GIVEN EXERCISE:
Check each statement against the Archibald Knox article below. Answer yes or no, and quote the article's deciding words exactly. 1. Knox studied at the Douglas School of Art from 1878 to 1884. 2. Knox's Tudric range of pewter started in 1899. 3. After ending his association with Liberty & Co., Knox went to Philadelphia.

— start ARTICLE —

Born in Cronkborne, Isle of Man, the son of a marine engineer, Archibald Knox studied from 1878 to 1884 at the Douglas School of Art, where he subsequently taught towards the end of his career. From 1892 to 1896 Knox was probably attached to Baillie Scott's office in the Isle of Man. In 1897 he moved to London and in 1898 he was attached to the Silver Studio, who marketed some of his textile designs. In about 1898, Knox began to design for Liberty's, to whom he was probably introduced by Baillie Scott, who had designed Liberty textiles in 1893. Liberty's had been importing pewter by Kayser of Krefeld designed by Hugo Leven. Knox designed metalwork to compete with Kayser, the Cymric range of silver from 1899 and the Tudric range of pewter from 1903. Knox's designs used interlaced ornament of a Celtic character; as well as metalwork he designed carpets, textiles and jewellery.

From 1900 to 1904, Knox went back to the Isle of Man, working for the Silver Studio and hence Liberty's on a freelance basis. He then returned to London teaching at various art schools, including that at Kingston, whence he resigned when in 1911 after his methods were criticised as unorthodox by the South Kensington examiners. A group of Kingston students then seceded from the Art School and established the Knox Guild of Craft and Design, which survived until 1939. Knox's style began to go out of fashion in about 1909, when Liberty's sold a number of his metalwork designs to James Connell & Co. He ceased his association with Liberty & Co. in 1912 and went to Philadelphia where he designed carpets for Bromley & Co. He returned to the Isle of man in 1913 and died there in 1933. When Arthur Lasenby Liberty died in 1917, Knox designed his tombstone.

— end ARTICLE —
— start RECORDS —

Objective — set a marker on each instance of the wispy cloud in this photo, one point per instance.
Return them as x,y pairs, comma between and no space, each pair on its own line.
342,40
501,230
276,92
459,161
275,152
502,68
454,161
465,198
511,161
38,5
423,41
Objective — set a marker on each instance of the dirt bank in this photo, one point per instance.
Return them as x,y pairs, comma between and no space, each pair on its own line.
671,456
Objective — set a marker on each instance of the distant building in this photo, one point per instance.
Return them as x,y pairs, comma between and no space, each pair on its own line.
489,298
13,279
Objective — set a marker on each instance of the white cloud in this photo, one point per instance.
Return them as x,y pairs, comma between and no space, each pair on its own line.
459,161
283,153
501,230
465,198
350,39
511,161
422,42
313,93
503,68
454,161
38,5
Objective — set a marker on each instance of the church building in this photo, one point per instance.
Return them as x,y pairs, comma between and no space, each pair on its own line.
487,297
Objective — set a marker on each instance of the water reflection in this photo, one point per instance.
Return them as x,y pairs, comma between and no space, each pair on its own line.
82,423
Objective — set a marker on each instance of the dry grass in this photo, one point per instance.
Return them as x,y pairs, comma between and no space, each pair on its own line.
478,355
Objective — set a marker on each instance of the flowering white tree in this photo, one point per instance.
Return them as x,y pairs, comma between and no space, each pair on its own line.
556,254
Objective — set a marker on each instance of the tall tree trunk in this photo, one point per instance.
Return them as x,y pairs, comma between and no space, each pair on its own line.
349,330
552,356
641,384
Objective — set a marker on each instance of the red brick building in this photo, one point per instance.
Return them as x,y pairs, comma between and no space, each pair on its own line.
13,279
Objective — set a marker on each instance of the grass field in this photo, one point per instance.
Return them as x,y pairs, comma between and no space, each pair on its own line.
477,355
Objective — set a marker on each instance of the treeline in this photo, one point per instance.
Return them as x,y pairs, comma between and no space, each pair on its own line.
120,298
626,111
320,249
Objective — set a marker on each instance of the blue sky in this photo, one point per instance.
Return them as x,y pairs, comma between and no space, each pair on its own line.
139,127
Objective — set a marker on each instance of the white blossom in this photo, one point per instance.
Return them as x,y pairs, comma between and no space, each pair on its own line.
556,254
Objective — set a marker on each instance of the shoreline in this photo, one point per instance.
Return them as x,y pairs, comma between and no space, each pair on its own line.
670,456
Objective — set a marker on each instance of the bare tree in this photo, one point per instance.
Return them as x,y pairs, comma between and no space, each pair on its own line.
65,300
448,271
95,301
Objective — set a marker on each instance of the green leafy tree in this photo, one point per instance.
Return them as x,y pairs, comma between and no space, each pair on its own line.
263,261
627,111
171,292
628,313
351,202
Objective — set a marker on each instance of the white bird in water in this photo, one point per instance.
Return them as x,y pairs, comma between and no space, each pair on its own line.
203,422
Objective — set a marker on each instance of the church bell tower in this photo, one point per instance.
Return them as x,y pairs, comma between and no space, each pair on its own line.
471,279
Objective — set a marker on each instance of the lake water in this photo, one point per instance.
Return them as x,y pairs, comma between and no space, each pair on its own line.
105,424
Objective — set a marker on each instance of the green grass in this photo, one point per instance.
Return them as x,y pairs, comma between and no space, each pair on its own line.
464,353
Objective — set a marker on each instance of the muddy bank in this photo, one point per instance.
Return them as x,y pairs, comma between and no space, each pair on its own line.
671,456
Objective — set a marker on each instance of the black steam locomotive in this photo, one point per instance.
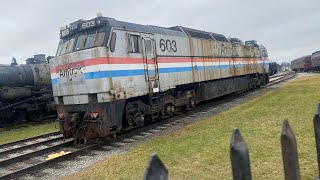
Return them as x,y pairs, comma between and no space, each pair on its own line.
25,91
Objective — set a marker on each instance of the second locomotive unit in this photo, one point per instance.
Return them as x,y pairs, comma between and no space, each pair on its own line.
110,75
25,91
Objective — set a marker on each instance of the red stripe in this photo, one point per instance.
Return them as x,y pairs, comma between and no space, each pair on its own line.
116,60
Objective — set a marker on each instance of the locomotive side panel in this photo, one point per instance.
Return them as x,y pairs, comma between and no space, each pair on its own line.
315,61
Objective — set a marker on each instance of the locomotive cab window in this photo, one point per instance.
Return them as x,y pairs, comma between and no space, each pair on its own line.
148,45
87,41
134,43
113,41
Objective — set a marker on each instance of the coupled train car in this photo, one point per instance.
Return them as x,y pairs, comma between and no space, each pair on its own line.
110,75
273,68
315,61
302,64
25,91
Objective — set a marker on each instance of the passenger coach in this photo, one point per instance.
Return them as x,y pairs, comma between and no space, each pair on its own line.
110,75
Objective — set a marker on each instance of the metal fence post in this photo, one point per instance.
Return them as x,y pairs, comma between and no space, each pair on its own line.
316,123
156,170
289,153
240,160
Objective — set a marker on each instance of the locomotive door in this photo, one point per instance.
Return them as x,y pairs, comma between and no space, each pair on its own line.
151,65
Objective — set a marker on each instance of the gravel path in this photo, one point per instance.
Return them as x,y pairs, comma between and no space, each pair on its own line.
72,166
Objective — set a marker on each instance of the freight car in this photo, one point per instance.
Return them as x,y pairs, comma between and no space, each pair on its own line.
25,91
315,61
302,64
273,68
110,75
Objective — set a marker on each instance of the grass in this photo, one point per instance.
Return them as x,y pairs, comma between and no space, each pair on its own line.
201,150
14,134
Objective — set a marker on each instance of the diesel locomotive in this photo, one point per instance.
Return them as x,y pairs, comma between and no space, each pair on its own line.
110,75
25,91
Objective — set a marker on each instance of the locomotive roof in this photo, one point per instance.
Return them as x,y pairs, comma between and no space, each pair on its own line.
302,59
317,52
173,31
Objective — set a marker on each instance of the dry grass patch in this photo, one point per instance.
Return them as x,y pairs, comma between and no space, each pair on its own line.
10,134
201,150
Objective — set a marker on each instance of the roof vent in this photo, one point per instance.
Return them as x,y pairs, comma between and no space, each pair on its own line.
99,14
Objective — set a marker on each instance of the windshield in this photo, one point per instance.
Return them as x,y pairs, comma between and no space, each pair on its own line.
65,46
84,41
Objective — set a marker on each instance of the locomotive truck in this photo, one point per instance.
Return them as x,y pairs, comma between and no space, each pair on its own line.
110,75
25,91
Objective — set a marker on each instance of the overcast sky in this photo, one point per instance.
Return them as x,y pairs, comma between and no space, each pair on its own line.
288,28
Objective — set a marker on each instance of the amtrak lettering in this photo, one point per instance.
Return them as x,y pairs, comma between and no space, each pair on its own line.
70,71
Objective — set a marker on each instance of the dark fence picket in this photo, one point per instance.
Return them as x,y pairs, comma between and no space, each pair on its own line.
240,160
316,123
289,153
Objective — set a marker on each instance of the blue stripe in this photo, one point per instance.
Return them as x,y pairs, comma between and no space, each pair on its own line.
140,72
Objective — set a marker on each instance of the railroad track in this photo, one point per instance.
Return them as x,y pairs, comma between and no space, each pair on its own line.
30,155
280,78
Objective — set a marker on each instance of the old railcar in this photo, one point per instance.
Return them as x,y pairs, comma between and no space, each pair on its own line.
25,91
302,64
315,61
273,68
110,75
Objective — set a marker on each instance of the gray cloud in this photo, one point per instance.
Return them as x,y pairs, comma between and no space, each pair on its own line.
288,28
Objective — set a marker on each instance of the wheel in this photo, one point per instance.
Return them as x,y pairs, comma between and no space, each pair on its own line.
18,116
34,116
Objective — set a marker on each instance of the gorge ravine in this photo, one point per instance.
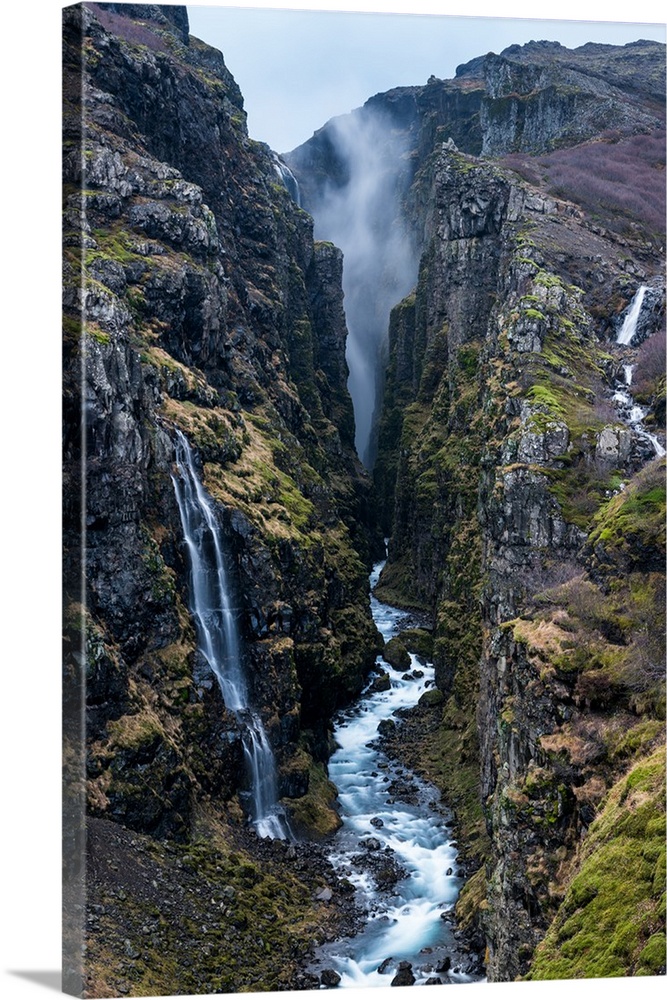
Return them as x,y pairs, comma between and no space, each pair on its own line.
525,519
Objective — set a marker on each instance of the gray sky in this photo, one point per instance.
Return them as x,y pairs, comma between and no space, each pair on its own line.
298,68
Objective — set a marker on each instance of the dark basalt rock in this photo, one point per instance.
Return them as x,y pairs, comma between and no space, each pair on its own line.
404,976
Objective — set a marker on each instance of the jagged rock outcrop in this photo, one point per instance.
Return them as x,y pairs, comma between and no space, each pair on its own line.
498,453
201,303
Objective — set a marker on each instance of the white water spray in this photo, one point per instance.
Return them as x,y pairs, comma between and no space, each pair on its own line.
218,635
288,179
362,216
629,327
405,921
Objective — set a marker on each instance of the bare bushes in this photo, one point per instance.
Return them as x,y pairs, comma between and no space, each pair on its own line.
618,180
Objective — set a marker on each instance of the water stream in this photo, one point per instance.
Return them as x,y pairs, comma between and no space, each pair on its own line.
629,327
392,825
218,637
632,413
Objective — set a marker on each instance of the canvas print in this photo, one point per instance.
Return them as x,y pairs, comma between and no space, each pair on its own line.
363,503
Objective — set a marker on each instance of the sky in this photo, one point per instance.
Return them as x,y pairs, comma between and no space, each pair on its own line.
30,494
298,68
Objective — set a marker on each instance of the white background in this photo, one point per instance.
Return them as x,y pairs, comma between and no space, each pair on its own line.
30,486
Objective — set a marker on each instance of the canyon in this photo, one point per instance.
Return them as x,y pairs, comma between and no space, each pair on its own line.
457,403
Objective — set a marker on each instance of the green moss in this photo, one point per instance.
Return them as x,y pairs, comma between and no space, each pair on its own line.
612,920
634,521
545,396
314,814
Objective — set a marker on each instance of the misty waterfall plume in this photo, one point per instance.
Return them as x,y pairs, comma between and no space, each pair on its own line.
629,327
361,213
218,637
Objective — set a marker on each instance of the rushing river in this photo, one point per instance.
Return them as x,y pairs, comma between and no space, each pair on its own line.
395,845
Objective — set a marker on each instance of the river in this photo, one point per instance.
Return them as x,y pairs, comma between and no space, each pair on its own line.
396,843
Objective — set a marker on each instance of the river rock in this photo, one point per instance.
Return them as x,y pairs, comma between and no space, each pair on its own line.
404,976
329,978
381,683
396,655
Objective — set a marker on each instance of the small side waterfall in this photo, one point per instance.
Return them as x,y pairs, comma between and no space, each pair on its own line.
217,631
288,179
629,327
631,413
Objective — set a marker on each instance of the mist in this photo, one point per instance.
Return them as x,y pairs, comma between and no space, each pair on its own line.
363,217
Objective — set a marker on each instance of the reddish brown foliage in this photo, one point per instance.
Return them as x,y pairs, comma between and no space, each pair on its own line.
620,182
651,360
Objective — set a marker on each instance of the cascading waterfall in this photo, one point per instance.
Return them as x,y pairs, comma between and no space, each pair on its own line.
629,327
632,413
218,635
388,815
288,179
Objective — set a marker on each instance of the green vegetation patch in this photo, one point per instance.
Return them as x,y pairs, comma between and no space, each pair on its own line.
612,920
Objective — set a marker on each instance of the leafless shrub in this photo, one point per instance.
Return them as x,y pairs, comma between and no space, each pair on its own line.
651,360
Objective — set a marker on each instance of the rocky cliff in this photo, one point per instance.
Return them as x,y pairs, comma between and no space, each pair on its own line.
527,519
525,514
196,299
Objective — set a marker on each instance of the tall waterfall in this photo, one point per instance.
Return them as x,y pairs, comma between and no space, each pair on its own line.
629,327
218,636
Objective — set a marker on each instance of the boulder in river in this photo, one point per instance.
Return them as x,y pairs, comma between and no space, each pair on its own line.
329,978
404,976
396,655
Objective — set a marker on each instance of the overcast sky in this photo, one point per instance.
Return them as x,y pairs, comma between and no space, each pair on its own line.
298,68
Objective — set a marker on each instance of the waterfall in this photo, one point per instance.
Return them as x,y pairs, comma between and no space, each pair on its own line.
629,327
360,211
288,179
218,637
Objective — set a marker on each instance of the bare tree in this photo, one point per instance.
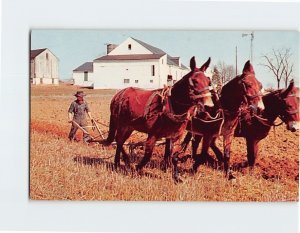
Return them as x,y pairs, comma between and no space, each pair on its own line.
226,72
278,62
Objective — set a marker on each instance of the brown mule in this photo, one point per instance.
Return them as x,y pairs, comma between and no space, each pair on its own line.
157,113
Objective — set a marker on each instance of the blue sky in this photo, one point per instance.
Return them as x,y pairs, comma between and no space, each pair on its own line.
74,47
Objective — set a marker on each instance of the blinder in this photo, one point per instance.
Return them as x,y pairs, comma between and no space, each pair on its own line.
199,94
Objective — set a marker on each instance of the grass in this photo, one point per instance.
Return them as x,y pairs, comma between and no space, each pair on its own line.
61,170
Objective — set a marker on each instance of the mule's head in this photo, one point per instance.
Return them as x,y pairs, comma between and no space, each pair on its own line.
251,88
199,84
289,106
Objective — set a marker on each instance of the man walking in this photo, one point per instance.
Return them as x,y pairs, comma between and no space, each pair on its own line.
77,116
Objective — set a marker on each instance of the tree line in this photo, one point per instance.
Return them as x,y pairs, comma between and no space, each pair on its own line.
278,62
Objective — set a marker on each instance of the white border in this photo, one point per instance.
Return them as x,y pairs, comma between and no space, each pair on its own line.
18,213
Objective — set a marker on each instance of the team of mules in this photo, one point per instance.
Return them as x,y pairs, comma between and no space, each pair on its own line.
192,104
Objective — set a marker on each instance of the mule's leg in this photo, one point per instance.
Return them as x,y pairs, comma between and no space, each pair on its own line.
126,135
122,135
175,159
204,152
117,155
167,155
216,150
195,145
148,152
227,144
186,140
125,157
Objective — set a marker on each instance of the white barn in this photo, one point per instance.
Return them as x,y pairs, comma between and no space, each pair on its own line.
83,75
134,63
43,67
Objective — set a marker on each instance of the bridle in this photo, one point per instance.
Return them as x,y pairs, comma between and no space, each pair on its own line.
248,98
200,93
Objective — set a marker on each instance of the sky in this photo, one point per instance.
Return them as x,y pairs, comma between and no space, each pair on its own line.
74,47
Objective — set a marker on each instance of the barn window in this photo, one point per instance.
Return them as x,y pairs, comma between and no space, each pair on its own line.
153,70
86,76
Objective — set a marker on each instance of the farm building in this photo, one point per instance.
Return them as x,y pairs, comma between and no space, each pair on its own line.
132,63
43,67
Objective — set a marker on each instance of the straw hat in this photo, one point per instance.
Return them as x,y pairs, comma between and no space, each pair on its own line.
80,94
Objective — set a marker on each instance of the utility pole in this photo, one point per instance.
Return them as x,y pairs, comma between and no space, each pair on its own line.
251,43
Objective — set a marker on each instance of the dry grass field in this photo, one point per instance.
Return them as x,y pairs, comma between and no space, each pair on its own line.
63,170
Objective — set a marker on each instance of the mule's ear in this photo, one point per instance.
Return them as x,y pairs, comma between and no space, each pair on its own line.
192,63
248,68
205,65
285,92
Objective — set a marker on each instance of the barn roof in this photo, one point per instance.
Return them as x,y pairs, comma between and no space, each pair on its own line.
129,57
151,48
156,54
88,66
35,52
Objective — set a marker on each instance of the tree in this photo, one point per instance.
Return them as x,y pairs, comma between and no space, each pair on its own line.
278,62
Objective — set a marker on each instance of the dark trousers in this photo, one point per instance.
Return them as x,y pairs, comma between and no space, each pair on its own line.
74,129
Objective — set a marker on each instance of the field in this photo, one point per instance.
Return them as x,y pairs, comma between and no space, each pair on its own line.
64,170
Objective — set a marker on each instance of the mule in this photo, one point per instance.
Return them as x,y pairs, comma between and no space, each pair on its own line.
157,113
240,96
283,103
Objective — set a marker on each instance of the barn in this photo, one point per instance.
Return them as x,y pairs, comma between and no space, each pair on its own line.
43,67
133,63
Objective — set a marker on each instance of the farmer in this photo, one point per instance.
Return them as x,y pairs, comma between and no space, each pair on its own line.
77,116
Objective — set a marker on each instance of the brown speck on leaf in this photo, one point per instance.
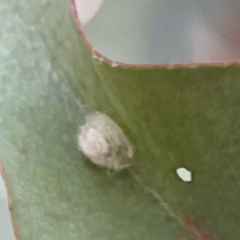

— end RECORDS —

EXPECTED ANSWER:
1. Yes: "studied from 1878 to 1884 at the Douglas School of Art"
2. No: "the Tudric range of pewter from 1903"
3. Yes: "He ceased his association with Liberty & Co. in 1912 and went to Philadelphia"